EXERCISE AIM: Using the entries below, output exactly the line containing "For every instance of the red-haired" and all lines that follow it to the end.

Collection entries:
·····
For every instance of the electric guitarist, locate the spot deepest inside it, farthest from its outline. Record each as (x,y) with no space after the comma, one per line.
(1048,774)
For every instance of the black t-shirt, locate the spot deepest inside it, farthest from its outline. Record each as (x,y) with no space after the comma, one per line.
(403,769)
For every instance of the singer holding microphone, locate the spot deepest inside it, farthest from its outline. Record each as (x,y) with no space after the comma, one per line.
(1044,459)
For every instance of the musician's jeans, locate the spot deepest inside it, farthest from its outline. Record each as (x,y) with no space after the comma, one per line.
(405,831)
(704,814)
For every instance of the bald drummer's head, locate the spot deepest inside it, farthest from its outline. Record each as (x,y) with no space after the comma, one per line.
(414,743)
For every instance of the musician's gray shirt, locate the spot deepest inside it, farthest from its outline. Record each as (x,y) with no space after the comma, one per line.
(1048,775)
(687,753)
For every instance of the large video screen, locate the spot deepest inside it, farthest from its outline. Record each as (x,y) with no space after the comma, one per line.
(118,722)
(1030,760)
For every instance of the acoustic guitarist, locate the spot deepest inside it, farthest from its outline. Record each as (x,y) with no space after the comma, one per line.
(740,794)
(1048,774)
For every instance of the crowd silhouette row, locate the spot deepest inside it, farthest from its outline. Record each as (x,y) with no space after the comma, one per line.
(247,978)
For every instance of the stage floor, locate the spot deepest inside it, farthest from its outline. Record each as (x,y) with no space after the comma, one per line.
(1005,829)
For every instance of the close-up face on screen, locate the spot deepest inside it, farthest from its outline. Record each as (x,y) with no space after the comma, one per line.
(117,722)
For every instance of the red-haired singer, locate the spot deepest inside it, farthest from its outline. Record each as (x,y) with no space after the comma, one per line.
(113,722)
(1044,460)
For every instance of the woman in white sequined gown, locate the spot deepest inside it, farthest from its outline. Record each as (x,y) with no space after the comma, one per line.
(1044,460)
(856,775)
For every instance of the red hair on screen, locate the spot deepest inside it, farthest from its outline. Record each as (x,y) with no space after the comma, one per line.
·····
SOLVED PROBLEM:
For every instance of the red-haired singer, locate the spot deepest inside it, farthest from its outline. Record each as (x,y) with no space after the comma, one per line.
(113,722)
(1044,460)
For every instance of the woman in white sequined gown, locate the spot deepest inside it, farthest from its outline. Record each as (x,y) with no space after the comma, one per line.
(1044,460)
(856,775)
For every instance of the red hair on screen, locate the spot deepest inside it, farthest from its outline. Record each as (x,y) with no space after the comma, one per line.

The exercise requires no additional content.